━━ Texto de origen ━━

Actos internacionales que realizamos en la Basílica de San Pío X o el Santo Rosario y Procesión mariana de las Antorchas en la explanada de la Basílica del Rosario. Estremecedores, miles de personas unidas en torno a la fe y al amor en Cristo Jesús, unidos por la devoción a Ntra. Santísima Madre de Lourdes. Maravilloso. Riadas de peregrinos acudiendo con el mayor fervor y recogimiento.

Y otros individuales como la celebración de bienvenida en la Iglesia de San José, la de la Basílica del Rosario, celebración penitencial en la Iglesia de Santa Bernadette,  misa concelebrada en la Gruta de Massabielle –donde Bernadette Soubirous, a la edad de  años, tuvo las visiones de la Virgen María-, Vía Crucis en la pradera, el paso por la Sagrada Gruta, la ceremonia del agua que brotaba desde la gruta… Celebraciones diarias oficiadas con gran solemnidad, con brillantes y emotivas homilías. Actos religiosos perfectamente armonizados por el órgano, guitarra y cálidas voces corales.

Con el corazón abierto qué fácil es sentir la ternura, la dulzura de Ntra. Santísima Madre.

En la Basílica del Rosario, la primera vez que entré, después de arrodillarme y santiguarme, mi mirada se encontró con la de un impresionante y magnífico dibujo de María, que nos acogía con las manos abiertas, y el corazón me dio un vuelco en el pecho. La visión de esa hermosa mujer me produjo un agradable estremecimiento, que posteriormente se repetiría en otros encuentros en los que la frecuenté individualmente. Ella estaba allí, nos acogía, entre nosotros. Y yo sonreí emocionado.

━━━
━━ Datos proporcionados ━━

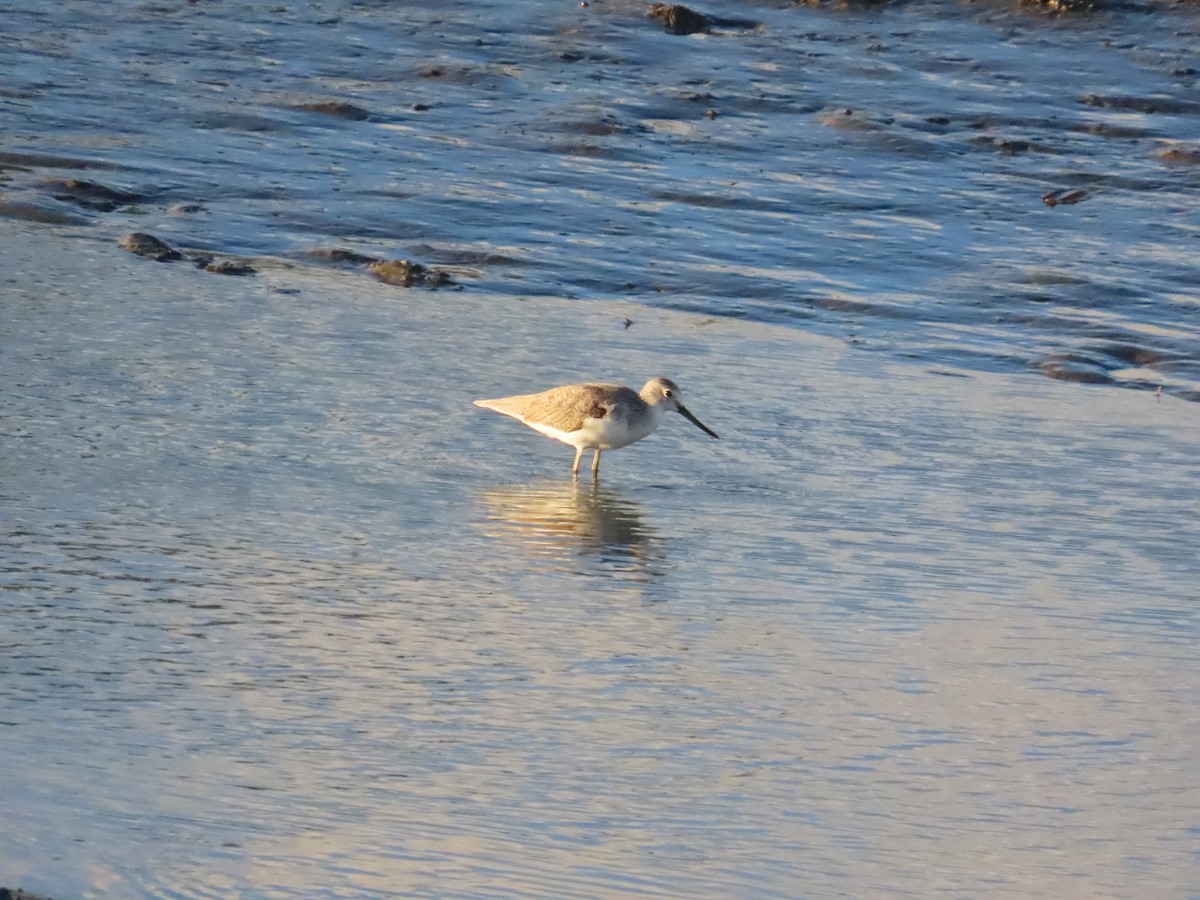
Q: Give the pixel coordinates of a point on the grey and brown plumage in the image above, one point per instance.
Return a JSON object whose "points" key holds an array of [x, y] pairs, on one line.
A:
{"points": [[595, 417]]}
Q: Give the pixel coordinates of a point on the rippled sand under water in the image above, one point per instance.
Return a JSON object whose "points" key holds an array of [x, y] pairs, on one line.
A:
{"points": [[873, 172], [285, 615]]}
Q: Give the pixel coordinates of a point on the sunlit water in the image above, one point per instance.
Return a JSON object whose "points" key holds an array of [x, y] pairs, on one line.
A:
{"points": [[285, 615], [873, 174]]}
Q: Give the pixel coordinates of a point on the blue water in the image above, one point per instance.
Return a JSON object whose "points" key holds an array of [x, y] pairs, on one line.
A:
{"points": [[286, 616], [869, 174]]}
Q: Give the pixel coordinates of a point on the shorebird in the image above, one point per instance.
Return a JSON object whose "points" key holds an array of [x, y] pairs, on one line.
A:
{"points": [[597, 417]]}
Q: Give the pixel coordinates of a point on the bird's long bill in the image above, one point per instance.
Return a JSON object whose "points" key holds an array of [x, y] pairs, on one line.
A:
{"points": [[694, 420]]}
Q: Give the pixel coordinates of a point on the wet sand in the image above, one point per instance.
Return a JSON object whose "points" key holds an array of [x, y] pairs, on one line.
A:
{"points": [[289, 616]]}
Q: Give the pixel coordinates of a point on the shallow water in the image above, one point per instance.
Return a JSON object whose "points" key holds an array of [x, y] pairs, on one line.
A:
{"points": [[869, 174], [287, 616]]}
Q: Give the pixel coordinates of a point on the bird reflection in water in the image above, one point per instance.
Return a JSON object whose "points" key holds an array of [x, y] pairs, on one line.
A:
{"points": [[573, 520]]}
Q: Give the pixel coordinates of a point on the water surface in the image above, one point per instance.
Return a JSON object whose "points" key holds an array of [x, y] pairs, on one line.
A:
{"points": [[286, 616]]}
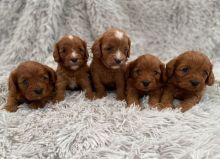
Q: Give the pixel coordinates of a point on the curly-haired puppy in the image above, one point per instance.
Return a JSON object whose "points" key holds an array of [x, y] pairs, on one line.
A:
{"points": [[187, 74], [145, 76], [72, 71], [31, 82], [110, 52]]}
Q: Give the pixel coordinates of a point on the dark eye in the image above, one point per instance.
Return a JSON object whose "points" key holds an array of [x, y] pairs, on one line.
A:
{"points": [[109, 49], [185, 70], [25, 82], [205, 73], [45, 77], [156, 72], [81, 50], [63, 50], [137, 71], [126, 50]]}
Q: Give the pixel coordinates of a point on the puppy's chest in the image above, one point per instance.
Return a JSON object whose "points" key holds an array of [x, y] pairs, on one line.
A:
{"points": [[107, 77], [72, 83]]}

━━━

- **Qué hacer**: Vuelve a escribir, sin ningún cambio, el fragmento del texto sobre la peregrinación a Lourdes que empieza en "Actos internacionales que" y termina en "fervor y recogimiento.".

- **Respuesta**:
Actos internacionales que realizamos en la Basílica de San Pío X o el Santo Rosario y Procesión mariana de las Antorchas en la explanada de la Basílica del Rosario. Estremecedores, miles de personas unidas en torno a la fe y al amor en Cristo Jesús, unidos por la devoción a Ntra. Santísima Madre de Lourdes. Maravilloso. Riadas de peregrinos acudiendo con el mayor fervor y recogimiento.